WRITTEN INSTRUCTION: Copy out the items below, substituting "sports photography" for each occurrence of "wildlife monitoring" and keeping every other word the same.

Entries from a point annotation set
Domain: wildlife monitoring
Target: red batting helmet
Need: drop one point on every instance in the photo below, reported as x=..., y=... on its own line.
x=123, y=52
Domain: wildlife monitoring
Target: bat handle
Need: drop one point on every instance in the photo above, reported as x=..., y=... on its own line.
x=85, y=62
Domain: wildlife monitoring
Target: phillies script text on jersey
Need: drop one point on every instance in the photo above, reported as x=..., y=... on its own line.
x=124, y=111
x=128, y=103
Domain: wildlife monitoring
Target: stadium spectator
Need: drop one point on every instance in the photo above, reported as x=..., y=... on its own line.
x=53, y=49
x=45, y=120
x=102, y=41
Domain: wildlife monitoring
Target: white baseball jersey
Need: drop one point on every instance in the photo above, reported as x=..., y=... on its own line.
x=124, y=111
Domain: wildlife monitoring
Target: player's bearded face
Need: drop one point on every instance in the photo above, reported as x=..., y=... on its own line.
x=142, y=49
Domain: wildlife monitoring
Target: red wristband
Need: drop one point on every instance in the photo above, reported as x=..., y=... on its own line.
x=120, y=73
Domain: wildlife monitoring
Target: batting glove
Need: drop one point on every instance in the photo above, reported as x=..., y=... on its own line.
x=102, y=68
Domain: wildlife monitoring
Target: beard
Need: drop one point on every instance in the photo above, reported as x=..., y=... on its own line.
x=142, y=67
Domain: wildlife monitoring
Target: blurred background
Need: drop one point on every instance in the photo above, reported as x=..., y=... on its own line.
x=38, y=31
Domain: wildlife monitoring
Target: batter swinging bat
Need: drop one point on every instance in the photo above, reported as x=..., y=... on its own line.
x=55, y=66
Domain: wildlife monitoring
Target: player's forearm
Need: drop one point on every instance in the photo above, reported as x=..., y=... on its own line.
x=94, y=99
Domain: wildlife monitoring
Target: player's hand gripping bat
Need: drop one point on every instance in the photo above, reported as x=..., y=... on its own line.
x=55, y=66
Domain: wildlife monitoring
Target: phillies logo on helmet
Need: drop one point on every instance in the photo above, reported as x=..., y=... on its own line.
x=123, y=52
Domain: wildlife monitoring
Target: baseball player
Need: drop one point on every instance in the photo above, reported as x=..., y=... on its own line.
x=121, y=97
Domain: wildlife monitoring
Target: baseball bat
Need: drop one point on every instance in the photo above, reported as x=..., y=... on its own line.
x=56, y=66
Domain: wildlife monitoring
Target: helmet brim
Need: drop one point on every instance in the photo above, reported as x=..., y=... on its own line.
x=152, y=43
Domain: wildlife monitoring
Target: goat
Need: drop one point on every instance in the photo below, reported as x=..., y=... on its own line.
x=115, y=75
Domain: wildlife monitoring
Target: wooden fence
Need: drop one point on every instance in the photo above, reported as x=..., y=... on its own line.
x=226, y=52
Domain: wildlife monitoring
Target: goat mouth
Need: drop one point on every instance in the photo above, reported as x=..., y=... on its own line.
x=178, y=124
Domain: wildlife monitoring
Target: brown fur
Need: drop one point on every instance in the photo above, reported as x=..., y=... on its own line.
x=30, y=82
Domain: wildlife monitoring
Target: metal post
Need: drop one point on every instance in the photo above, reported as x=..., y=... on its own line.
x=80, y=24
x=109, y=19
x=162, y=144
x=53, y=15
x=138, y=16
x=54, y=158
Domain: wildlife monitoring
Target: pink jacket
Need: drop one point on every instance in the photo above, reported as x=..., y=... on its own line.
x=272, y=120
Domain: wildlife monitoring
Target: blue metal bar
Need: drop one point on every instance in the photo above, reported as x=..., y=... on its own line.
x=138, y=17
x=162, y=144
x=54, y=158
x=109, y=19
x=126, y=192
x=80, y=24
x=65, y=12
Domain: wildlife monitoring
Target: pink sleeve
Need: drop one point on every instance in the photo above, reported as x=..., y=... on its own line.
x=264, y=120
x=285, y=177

RESPONSE TO THE TASK:
Domain: sports photography
Target: red batting helmet
Need: drop one point on every instance in the photo below, reported as x=..., y=... on its own line.
x=123, y=52
Domain: sports photography
Target: bat handle
Need: drop one point on every instance in the photo above, reported as x=..., y=... on its own line.
x=85, y=62
Domain: sports photography
Target: phillies script text on jersey
Need: drop one point on every instance in the photo above, reported as x=..., y=... on its own line.
x=124, y=111
x=128, y=103
Domain: sports photography
Target: stadium spectator
Need: drop one point on every instance in the photo above, reported as x=..., y=... on its own line.
x=53, y=49
x=45, y=120
x=102, y=41
Domain: sports photography
Target: white baseball jersey
Need: drop one point on every instance in the photo above, reported as x=..., y=... on its own line.
x=124, y=111
Domain: sports photography
Target: player's bearded face
Need: drop one point on every instance in the photo above, reported as x=..., y=... on its own line.
x=142, y=49
Domain: sports photography
Target: red wristband
Need: drop one point on every instance in the photo above, reported as x=..., y=... on its own line.
x=120, y=73
Domain: sports photography
Target: batting glove
Need: drop one point on every instance in the photo above, reported as x=..., y=... on its own line.
x=102, y=68
Domain: sports photography
Target: beard
Need: drop one point on every instance in the photo above, reported as x=..., y=... on its own line.
x=142, y=67
Domain: sports photography
Target: blurred background
Need: drop one point on every instance in the photo above, reported as x=..., y=... on its own line.
x=38, y=31
Domain: sports photography
Target: batter swinging bat
Need: drop one point on every instance in the photo above, reported as x=..., y=... on its own line.
x=55, y=66
Domain: sports photography
Target: player's forearm
Need: drop one point on every instance in the photo above, reported as x=..., y=... on its own line.
x=94, y=99
Domain: sports photography
Target: player's hand gripping bat
Need: drop one point on every instance in the photo above, reported as x=..., y=... on its own line.
x=55, y=66
Domain: sports photography
Target: phillies logo on helmet
Need: drop one point on every instance in the photo above, reported as x=..., y=... on its own line.
x=123, y=52
Domain: sports photography
Target: baseball player
Need: drop one point on every instance in the photo above, reported as x=..., y=... on its own line.
x=121, y=97
Domain: sports photography
Target: baseball bat
Need: drop one point on every instance in the photo above, reported as x=..., y=... on its own line.
x=56, y=66
Domain: sports photography
Target: helmet brim
Need: drop one point on every instance in the photo above, reported as x=..., y=... on its own line.
x=152, y=43
Domain: sports photography
Target: goat
Need: drop one point on every instance in the photo below, reported as x=..., y=... on its own line.
x=115, y=75
Domain: sports photography
Target: wooden fence
Need: drop one point on every instance in the photo above, reported as x=..., y=... on its own line.
x=226, y=52
Domain: sports photography
Target: goat mouth
Need: drop one point on every instance in the photo above, reported as x=..., y=... on its own line.
x=178, y=124
Domain: sports photography
Target: brown fur
Need: drop one point on every instance in the photo above, reported as x=..., y=... on its own line.
x=30, y=82
Domain: sports photography
Target: metal post
Need: drop one point on every instance in the photo above, reported as x=..., y=... on its own line.
x=80, y=24
x=109, y=19
x=162, y=144
x=53, y=15
x=138, y=16
x=54, y=158
Domain: sports photography
Target: pink jacket
Need: drop one point on every instance in the photo above, reported as x=..., y=... on its own line.
x=272, y=120
Domain: sports photography
Target: blue metal bar
Need: drop one point on every instance in the photo above, reported as x=..., y=... on its own line.
x=138, y=17
x=162, y=144
x=54, y=158
x=109, y=19
x=126, y=192
x=80, y=24
x=65, y=12
Domain: sports photography
Target: pink sleeve
Need: drop one point on every instance in the photo above, reported as x=..., y=... on its own line.
x=264, y=120
x=285, y=177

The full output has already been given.